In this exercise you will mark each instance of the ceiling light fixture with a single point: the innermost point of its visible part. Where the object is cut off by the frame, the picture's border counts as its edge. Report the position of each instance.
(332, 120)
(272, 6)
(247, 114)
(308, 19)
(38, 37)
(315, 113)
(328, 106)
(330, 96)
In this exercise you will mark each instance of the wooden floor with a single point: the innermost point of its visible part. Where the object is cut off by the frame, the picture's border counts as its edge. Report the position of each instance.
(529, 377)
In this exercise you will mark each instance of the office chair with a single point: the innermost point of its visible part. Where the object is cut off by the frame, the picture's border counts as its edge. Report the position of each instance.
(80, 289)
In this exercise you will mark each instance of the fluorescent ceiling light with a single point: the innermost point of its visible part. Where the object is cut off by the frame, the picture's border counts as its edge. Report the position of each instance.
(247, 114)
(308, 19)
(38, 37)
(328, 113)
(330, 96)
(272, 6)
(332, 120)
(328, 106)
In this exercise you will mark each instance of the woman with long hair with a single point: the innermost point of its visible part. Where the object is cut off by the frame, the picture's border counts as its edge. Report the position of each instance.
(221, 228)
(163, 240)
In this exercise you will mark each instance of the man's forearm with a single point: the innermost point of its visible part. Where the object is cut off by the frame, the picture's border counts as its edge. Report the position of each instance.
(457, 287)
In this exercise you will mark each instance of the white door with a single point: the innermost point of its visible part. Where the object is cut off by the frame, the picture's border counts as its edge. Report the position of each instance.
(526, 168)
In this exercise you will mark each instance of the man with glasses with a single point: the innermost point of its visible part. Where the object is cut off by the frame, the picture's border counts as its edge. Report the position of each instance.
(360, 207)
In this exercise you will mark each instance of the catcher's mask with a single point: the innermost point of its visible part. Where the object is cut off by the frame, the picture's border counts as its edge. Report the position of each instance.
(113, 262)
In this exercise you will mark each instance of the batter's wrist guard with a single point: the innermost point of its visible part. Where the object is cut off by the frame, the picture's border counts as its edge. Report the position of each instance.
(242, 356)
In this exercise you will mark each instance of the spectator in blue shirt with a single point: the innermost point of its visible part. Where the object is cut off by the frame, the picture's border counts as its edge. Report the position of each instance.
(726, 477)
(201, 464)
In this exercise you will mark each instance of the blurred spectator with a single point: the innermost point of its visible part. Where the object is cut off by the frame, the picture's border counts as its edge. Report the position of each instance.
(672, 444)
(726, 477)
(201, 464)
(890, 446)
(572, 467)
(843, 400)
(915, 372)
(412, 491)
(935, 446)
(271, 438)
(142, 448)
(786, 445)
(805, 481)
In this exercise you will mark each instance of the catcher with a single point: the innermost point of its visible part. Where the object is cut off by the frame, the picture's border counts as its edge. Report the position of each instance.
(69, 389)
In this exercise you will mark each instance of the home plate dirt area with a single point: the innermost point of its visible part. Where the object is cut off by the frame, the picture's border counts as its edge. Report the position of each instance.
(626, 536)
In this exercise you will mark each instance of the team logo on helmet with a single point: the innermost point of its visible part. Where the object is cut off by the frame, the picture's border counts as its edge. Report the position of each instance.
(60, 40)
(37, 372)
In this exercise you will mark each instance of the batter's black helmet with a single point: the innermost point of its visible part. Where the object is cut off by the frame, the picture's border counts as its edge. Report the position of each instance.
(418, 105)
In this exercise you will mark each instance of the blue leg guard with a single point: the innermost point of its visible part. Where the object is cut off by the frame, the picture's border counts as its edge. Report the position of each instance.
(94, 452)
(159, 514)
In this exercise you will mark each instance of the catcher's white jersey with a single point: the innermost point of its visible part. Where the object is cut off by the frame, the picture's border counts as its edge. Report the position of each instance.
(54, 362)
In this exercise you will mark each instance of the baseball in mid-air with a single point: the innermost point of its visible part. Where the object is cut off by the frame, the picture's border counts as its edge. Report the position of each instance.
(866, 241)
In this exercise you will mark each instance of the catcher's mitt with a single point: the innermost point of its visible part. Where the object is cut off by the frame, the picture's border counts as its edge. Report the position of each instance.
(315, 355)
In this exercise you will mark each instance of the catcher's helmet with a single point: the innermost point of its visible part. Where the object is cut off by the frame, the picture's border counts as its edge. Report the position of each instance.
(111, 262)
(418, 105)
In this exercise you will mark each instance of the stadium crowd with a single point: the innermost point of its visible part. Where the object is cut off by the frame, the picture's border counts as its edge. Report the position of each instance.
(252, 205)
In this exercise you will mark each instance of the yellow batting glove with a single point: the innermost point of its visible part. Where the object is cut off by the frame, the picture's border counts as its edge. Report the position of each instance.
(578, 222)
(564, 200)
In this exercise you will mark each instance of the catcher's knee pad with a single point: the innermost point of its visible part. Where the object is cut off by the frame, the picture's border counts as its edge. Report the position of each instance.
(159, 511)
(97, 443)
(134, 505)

-=-=-=-=-

**Short problem:**
Your task is to reproduce the whole listing exactly.

**Solution for this exercise:**
In this exercise you will mark each instance of the ceiling light fixture with a single point: the innermost point of its visible part. Where the object is cut off by the frame, the picture's border counts as its edge. Report the position of each instance.
(332, 120)
(272, 6)
(247, 114)
(308, 19)
(38, 37)
(315, 113)
(328, 106)
(330, 96)
In this exercise you will mark each instance of the wooden floor with a single point: the innermost point of its visible part. Where the object is cut off by the frame, the picture's border counts as its edge. Report the position of each instance.
(529, 377)
In this exercise you will mark each instance of the office chair with a single point: the innermost point of its visible part. Where the object is cut off by the frame, the picture's border counts as its edge. Report the position of each instance.
(80, 289)
In this exercise you will mark each instance of the fluorescent ceiling light with a single point: the innermost point of its visible part. Where the object is cut off by the frame, the picture's border counts as its edge. Report the position of each instance.
(247, 114)
(308, 19)
(38, 37)
(328, 113)
(330, 96)
(272, 6)
(332, 120)
(328, 106)
In this exercise you will mark each instance of the woman with long hair with a single point: the innermost point of its visible part. Where the object is cut off by the frame, the picture's border counts as its edge. Report the position of each instance.
(221, 228)
(163, 240)
In this exercise you will mark each instance of the man's forearm with a single point: the innermost point of its visible part. Where the object is cut off by the frame, the picture's border counts as its edge. Report the position of each instance.
(457, 287)
In this exercise you will mark each instance of the white door with a single point: the innermost point of its visible part. Where the object is cut off by the frame, the picture's border counts as its edge. Report the position of each instance.
(526, 168)
In this exercise you will mark each instance of the man with glasses with a single point: the innermost point of its visible part. Where the object is cut off by the frame, the picture's border counts as its edge. Report the position of each instance.
(360, 207)
In this exercise you will mark each instance of the catcher's mask with a single point: the innermost point of its visible part. Where the object is cut off by the frame, the picture's border counts as its edge. Report the position of each instance.
(113, 262)
In this exercise you will mark each instance of the batter's wrist guard with a single point: the innermost point of its visible part. Where the object is cut off by the frame, the picture's border counts as its edge. Report the position of each instance.
(242, 356)
In this exercise you will mark each instance of the spectator in blue shirt with a single point: the innermost point of its visible part. Where the object is cut off by the frame, the picture's border counts as its edge. Report the position of each instance.
(726, 477)
(201, 464)
In this exercise you will mark each instance of the blurred spectator with a single point: the innermost point of its visible part. Where the object is cut off by the frame, the picture's border counts as its edge. Report the position of each instance.
(672, 444)
(726, 477)
(201, 464)
(890, 446)
(572, 467)
(843, 400)
(915, 372)
(412, 491)
(935, 446)
(271, 438)
(142, 448)
(786, 445)
(805, 481)
In this exercise you will mark each instance of the catcher with a single point: the innermost point of its visible part. Where the object is cut off by the frame, the picture's border counts as its edge. Report the position of each instance.
(69, 389)
In this exercise you will mark each instance of the home plate dirt area with a single point: the innermost point of its visible part. Where the object is cut off by the frame, the picture's border counts as its edge. Report the position of each instance.
(626, 536)
In this exercise you will mark each instance of the team logo on helmet with a single point: the innermost point of its visible part. Where the object is cut off by the frame, the picture's border counts as its edge. Report the position of each instance.
(60, 40)
(37, 372)
In this exercise you will mark each instance of the batter's black helmet with a single point: the innermost point of its visible part. Where the object is cut off by the frame, the picture's border counts as its edge. Report the position of each instance.
(418, 105)
In this exercise you will mark each instance of the blue leg guard with a single point: the innermost point of its visible part. Where the object is cut off by the frame, the picture's border counts as its edge. Report the position of each instance.
(94, 452)
(159, 514)
In this exercise you will mark each instance of the catcher's white jersey with a single point: the innermost point of its visible part. Where the object is cut off by the frame, the picture's border counts as its edge. Report the position of each instance.
(54, 362)
In this exercise you will mark each instance of the baseball in mid-air with a single point: the innermost point of its visible part. Where the object is cut off by the frame, the picture's border counts as its edge. Report the position of each instance.
(866, 241)
In this exercise you will mark each instance of the catcher's mitt with a single point: the innermost point of its visible part. Where the object is cut off by the frame, the picture's border counts as its edge. Report the position of each instance.
(315, 355)
In this exercise you will mark each instance of the catcher's helmet with a single point: the innermost point of its visible part. Where the object is cut off by the frame, the picture's border counts as its edge. Report the position of each instance.
(111, 262)
(418, 105)
In this exercise you will mark each instance of the stadium crowd with a single point: the innermost point of its visible part. Where the object is cut off by the frame, the picture's border counts as its edge. Report the position of each instance.
(252, 205)
In this exercise you will mark each instance of the yellow batting glove with a single point: the innermost point of its visible part. Where the object is cut off by the frame, the picture's border counts as its edge. Report the position of each instance.
(578, 222)
(564, 200)
In this exercise you will mark each instance of the catcher's knee pad with a single point: the innermost point of its visible part. Where the object is cut off by the frame, the picture's border counts as its edge. Report the position of each instance.
(159, 511)
(97, 443)
(134, 505)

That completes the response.